▸ What you should do:
Print the full passage on unfair termination below word for word, with no changes.

▸ Source passage:
Unfair termination is the firing of an employee for unjust reasons and is also known as wrongful termination. When an employee is fired for reporting wrongful activities or for filing a worker’s compensation claim, these can constitute unfair termination. Although the firing may not strictly be “illegal,” it is a violation of public policy, which means that it is bad for society as a whole. In those cases, courts have the power to hold the employer liable.
What are Examples of Unfair Termination?
There are many instances when it becomes unfair and illegal when an employee is terminated from their employment:
- Discrimination: When an employee is terminated because of their race, color, national origin, gender, religion, age, disability, pregnancy.
- Retaliation: When an employee is terminated because they filed a complaint against the employer with the Equal Employment Opportunity Commission.
- Breach of Good Faith and Fair Dealing: Employer acted unfairly toward employee and fabricating reasons to fire them.
- Violation of Public Policy: Employer firing an employee because they are part of a recognized group or political party.
- Whistle Blowing Activities: Employer firing an employee that complain that their employer broke any law, regulation, or ordinance at all.
- Family or Medical Leave: Employer firing an employee who takes time off for reasons listed in the Family and Medical Leave Act.
What are Equitable Remedies for Unfair Termination?
If you bring a claim against your employer for being unfairly terminated and the lawsuit is successful, you can be rewarded certain equitable remedies. An equitable remedy will be something like:
- Reinstated to your job (if you want it);
- Injunction against the employer; and/or
- “Make-whole” the employee, which can mean transferring, promoting, increasing the wage, or clearing the employee’s personnel file of an wrongs.

▸ Excerpted data:
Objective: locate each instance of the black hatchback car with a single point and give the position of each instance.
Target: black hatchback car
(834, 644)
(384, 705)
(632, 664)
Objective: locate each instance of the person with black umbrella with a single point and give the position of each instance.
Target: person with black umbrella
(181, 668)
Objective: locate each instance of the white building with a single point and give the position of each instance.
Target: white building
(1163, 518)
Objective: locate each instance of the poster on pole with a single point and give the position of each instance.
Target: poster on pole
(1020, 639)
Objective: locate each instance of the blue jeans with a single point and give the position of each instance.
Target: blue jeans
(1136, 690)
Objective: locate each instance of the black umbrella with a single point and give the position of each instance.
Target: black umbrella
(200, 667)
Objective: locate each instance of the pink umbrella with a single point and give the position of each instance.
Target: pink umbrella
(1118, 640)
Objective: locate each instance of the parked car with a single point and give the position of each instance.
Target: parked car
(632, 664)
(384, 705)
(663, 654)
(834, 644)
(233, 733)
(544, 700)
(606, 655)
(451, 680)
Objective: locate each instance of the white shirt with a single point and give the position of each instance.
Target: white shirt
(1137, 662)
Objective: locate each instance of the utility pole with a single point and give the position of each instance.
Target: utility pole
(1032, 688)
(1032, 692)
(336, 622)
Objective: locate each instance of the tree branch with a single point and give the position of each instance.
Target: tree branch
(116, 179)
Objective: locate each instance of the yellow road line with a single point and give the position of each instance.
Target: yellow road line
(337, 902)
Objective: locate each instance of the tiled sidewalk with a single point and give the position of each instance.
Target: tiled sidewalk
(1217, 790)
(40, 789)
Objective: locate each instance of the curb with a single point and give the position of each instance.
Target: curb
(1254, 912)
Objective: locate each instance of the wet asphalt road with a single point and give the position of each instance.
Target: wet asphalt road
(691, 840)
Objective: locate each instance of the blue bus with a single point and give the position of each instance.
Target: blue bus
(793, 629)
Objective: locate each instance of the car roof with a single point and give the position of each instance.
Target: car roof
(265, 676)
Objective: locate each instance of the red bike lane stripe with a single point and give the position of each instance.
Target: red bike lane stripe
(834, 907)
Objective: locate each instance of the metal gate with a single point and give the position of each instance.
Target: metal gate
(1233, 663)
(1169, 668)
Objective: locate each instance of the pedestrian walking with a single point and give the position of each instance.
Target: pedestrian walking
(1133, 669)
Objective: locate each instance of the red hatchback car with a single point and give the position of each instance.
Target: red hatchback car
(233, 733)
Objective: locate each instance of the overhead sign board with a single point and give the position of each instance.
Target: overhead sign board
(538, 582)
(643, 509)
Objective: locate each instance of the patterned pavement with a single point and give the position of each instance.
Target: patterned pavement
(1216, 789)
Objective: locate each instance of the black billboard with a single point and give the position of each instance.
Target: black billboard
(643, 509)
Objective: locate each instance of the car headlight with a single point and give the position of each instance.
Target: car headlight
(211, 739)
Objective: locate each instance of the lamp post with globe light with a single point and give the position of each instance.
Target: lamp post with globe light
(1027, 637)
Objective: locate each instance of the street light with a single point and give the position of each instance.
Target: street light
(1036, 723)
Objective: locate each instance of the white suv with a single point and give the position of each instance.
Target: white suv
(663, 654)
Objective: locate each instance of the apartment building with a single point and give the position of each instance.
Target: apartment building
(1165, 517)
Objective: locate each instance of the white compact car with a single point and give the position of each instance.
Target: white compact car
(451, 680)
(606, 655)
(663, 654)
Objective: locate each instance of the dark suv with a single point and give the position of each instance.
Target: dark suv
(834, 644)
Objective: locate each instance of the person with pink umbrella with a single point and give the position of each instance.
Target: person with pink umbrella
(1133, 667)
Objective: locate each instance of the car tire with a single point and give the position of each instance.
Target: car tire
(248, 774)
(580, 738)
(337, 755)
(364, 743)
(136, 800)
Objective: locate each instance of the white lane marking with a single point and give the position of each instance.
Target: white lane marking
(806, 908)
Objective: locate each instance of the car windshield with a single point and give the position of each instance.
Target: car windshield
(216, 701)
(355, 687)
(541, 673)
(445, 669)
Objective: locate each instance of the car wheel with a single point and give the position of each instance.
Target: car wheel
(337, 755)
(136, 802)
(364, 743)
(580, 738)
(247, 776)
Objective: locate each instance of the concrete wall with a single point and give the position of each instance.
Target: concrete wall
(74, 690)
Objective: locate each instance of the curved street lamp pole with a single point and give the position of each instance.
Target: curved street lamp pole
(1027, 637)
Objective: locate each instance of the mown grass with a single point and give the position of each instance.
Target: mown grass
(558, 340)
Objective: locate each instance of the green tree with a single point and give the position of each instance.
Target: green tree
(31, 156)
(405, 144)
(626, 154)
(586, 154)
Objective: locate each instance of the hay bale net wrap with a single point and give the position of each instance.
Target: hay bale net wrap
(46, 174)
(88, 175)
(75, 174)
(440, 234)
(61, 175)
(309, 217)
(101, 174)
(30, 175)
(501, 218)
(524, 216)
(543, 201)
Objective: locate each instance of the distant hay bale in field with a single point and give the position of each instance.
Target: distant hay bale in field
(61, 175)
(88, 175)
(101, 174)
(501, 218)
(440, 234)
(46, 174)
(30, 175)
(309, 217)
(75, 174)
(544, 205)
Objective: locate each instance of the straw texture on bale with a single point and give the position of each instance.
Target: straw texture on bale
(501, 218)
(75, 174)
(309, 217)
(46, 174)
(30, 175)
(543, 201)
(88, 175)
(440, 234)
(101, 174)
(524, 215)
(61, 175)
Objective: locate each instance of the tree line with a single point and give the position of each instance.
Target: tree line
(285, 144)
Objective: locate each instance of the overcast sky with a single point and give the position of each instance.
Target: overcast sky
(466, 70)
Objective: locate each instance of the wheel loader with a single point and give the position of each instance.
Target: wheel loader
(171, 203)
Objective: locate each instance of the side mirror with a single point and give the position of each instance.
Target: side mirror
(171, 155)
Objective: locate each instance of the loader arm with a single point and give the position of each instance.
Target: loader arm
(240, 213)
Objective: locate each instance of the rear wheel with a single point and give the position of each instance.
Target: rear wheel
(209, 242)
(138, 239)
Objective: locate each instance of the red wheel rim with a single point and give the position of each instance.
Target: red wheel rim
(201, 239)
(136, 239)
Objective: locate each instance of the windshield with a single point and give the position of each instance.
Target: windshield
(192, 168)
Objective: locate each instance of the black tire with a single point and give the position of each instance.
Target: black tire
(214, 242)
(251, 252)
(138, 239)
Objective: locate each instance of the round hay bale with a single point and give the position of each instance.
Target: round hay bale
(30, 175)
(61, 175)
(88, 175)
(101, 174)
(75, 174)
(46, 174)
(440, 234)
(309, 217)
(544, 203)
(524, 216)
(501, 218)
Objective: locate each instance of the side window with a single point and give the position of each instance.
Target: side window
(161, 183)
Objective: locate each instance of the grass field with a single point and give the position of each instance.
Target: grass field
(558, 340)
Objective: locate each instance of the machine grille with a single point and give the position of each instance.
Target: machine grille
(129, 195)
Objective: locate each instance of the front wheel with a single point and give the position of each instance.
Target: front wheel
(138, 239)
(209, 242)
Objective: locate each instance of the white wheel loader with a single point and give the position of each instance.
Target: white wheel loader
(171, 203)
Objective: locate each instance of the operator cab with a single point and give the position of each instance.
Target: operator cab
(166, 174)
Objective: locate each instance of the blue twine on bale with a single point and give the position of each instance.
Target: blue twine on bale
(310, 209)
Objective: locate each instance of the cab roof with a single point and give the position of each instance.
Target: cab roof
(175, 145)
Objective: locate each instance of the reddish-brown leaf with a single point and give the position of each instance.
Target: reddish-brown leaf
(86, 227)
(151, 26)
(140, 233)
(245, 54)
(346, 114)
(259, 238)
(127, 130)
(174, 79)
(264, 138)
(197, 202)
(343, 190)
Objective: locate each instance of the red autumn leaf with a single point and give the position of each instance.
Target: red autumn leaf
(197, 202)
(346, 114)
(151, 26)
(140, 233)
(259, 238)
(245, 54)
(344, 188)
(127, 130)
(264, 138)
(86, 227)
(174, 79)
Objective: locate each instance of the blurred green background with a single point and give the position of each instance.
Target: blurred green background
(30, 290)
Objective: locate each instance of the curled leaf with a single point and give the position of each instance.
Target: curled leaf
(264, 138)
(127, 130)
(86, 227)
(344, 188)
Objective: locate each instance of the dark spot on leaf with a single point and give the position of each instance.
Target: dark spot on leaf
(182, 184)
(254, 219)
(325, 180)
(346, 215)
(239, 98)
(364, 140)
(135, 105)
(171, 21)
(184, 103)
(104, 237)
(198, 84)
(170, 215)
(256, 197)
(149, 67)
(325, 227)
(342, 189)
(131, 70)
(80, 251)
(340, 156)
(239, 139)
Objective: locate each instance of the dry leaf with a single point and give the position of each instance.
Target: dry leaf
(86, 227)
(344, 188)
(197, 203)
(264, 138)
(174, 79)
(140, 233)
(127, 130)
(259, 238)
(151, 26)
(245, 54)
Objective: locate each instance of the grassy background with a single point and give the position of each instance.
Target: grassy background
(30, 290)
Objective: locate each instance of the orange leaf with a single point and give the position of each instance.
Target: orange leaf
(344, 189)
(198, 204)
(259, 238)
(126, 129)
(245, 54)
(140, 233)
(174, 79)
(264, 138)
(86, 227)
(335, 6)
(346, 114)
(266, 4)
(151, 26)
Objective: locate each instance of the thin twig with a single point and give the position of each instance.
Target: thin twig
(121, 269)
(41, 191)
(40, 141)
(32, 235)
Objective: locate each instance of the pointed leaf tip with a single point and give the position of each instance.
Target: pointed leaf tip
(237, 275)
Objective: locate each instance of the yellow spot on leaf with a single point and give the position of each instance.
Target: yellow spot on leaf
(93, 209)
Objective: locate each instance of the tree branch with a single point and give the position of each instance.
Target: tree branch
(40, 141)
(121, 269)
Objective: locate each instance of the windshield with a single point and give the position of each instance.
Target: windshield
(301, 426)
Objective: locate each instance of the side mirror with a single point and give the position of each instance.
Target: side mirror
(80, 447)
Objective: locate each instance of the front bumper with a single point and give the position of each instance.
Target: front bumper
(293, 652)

▸ Expected output:
Unfair termination is the firing of an employee for unjust reasons and is also known as wrongful termination. When an employee is fired for reporting wrongful activities or for filing a worker’s compensation claim, these can constitute unfair termination. Although the firing may not strictly be “illegal,” it is a violation of public policy, which means that it is bad for society as a whole. In those cases, courts have the power to hold the employer liable.
What are Examples of Unfair Termination?
There are many instances when it becomes unfair and illegal when an employee is terminated from their employment:
- Discrimination: When an employee is terminated because of their race, color, national origin, gender, religion, age, disability, pregnancy.
- Retaliation: When an employee is terminated because they filed a complaint against the employer with the Equal Employment Opportunity Commission.
- Breach of Good Faith and Fair Dealing: Employer acted unfairly toward employee and fabricating reasons to fire them.
- Violation of Public Policy: Employer firing an employee because they are part of a recognized group or political party.
- Whistle Blowing Activities: Employer firing an employee that complain that their employer broke any law, regulation, or ordinance at all.
- Family or Medical Leave: Employer firing an employee who takes time off for reasons listed in the Family and Medical Leave Act.
What are Equitable Remedies for Unfair Termination?
If you bring a claim against your employer for being unfairly terminated and the lawsuit is successful, you can be rewarded certain equitable remedies. An equitable remedy will be something like:
- Reinstated to your job (if you want it);
- Injunction against the employer; and/or
- “Make-whole” the employee, which can mean transferring, promoting, increasing the wage, or clearing the employee’s personnel file of an wrongs.